DIRECTIONS:
Let the line containing "Query: wooden front door" serve as the first line of the answer and the final line of the entries as its last, with every line between copied exactly.

━━ INPUT RECORDS ━━

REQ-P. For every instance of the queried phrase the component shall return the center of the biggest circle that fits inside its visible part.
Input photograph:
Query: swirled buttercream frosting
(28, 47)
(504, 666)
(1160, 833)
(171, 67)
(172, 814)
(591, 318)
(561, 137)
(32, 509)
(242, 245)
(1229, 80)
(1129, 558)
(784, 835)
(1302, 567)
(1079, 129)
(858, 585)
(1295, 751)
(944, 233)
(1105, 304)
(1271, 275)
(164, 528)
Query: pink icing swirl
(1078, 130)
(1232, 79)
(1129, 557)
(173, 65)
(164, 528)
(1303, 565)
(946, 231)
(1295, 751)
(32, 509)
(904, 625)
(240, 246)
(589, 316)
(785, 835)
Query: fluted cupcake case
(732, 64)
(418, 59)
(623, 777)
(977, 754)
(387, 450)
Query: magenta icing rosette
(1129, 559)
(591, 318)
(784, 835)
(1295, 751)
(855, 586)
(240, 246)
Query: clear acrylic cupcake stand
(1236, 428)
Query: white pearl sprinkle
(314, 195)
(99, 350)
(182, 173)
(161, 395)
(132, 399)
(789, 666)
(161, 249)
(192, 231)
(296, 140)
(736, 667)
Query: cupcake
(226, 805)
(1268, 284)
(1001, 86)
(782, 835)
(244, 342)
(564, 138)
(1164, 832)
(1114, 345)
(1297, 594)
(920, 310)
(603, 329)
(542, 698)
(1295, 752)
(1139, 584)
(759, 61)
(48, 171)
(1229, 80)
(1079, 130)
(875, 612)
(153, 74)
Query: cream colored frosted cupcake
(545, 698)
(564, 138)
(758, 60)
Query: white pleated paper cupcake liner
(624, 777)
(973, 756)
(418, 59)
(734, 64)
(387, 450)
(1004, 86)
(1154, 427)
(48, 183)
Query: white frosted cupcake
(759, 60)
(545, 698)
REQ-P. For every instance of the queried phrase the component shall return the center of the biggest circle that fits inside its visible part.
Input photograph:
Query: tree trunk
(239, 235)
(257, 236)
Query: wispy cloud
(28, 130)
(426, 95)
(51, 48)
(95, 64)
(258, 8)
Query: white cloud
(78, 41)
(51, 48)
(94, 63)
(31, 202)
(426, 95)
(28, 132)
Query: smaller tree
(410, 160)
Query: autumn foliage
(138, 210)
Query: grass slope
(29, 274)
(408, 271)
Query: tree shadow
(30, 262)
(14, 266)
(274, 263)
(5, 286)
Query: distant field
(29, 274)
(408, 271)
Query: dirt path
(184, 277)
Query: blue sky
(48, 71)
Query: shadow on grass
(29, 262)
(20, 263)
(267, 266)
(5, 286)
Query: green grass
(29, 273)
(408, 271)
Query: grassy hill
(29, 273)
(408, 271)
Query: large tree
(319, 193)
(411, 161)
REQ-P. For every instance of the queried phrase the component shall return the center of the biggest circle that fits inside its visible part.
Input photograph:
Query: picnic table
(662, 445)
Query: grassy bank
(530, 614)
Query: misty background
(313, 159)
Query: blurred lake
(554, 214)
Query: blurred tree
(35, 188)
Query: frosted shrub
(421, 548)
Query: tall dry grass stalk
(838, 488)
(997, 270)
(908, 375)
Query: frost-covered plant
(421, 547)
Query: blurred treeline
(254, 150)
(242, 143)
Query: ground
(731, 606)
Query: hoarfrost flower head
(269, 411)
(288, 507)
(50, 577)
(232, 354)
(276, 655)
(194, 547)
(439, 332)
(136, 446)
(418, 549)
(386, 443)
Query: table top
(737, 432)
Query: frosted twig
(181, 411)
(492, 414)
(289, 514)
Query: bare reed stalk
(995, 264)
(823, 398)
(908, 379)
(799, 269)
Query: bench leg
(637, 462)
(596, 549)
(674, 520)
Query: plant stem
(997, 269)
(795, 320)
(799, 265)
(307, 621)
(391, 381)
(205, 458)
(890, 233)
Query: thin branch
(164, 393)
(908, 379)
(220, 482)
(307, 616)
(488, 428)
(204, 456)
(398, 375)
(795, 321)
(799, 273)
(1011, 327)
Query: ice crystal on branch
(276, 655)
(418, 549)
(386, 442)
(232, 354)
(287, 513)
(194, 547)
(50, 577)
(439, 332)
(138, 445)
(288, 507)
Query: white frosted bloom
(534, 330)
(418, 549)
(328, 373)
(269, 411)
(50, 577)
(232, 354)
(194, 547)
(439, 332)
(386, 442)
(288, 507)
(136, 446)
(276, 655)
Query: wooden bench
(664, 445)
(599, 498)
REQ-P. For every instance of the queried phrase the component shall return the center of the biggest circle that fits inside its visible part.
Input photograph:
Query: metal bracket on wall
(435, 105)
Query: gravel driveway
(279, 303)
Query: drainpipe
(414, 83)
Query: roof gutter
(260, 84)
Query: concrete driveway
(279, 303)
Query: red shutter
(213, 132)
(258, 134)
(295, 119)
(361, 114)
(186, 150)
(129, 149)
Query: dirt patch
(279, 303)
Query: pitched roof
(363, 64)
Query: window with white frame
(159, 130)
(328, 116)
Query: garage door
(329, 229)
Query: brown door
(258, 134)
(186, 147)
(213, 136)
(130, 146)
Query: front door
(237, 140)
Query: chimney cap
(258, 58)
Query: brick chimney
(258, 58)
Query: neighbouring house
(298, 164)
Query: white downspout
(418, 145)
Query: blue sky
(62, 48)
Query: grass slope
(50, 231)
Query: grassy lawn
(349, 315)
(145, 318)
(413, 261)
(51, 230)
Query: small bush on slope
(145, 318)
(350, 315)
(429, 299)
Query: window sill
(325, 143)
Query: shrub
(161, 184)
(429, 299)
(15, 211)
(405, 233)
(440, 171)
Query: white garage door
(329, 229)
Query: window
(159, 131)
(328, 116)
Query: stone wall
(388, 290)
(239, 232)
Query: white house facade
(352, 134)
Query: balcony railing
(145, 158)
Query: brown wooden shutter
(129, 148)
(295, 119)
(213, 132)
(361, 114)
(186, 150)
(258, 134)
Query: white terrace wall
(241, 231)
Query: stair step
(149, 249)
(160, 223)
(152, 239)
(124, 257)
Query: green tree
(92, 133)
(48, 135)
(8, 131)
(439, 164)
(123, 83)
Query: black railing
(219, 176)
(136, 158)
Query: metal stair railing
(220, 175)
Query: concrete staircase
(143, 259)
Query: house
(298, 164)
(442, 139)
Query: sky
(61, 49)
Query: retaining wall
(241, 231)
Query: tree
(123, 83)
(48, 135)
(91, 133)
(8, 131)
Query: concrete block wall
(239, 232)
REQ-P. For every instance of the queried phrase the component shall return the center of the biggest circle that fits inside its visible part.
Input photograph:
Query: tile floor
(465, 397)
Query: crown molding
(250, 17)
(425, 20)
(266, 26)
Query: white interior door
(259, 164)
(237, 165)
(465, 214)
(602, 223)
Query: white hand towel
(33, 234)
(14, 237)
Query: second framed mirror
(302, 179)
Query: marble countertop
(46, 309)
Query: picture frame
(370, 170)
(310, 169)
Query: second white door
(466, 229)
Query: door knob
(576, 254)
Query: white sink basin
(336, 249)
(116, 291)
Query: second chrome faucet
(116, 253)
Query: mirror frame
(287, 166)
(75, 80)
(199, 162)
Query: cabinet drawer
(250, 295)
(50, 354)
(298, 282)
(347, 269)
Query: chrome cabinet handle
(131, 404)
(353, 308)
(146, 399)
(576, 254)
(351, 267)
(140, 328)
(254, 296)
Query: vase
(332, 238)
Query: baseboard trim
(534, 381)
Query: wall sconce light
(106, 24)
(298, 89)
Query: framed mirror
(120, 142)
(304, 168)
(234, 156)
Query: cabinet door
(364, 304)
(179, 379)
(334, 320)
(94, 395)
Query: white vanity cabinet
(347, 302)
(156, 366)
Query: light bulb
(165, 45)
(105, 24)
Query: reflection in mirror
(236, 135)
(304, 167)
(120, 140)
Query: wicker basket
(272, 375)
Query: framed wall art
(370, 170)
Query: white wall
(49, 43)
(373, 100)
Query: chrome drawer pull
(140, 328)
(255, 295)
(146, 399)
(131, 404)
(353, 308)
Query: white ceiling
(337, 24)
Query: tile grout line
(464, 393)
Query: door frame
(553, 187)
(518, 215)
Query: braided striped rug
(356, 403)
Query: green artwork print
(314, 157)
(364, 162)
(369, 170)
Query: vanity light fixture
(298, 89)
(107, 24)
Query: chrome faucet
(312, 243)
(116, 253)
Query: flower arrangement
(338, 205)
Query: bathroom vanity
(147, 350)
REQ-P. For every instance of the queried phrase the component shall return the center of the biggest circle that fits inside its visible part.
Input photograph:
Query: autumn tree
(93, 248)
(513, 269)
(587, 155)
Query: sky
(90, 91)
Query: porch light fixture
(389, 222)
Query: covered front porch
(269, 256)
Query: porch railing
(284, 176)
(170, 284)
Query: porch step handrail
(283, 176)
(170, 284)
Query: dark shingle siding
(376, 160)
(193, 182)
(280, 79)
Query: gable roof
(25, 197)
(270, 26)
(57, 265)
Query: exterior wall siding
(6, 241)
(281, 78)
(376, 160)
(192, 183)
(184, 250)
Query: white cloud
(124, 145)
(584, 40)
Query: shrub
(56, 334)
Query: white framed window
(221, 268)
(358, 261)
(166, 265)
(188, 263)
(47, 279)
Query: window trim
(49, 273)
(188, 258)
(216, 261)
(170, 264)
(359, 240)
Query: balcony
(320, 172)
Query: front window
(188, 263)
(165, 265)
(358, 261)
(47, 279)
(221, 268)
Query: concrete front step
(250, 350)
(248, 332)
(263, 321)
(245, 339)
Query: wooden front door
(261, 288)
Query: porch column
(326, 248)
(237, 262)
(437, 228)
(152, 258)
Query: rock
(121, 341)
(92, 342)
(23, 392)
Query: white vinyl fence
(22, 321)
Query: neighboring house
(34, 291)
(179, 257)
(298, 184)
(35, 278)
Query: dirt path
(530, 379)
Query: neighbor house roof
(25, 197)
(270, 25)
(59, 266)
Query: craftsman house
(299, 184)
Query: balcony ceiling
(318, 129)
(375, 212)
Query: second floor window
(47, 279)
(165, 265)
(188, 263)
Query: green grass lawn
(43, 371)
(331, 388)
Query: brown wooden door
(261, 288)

━━━

RESULT FOR THIS EXERCISE:
Query: wooden front door
(261, 288)
Query: porch column
(326, 248)
(237, 262)
(437, 228)
(152, 258)
Query: rock
(121, 341)
(92, 342)
(23, 392)
Query: white vinyl fence
(22, 321)
Query: neighboring house
(34, 291)
(179, 257)
(298, 184)
(35, 278)
Query: dirt path
(530, 379)
Query: neighbor house roof
(25, 197)
(270, 25)
(59, 266)
Query: craftsman house
(299, 184)
Query: balcony ceiling
(318, 129)
(375, 212)
Query: second floor window
(47, 279)
(165, 265)
(188, 263)
Query: green grass lawn
(43, 371)
(331, 388)
Query: brown wooden door
(261, 288)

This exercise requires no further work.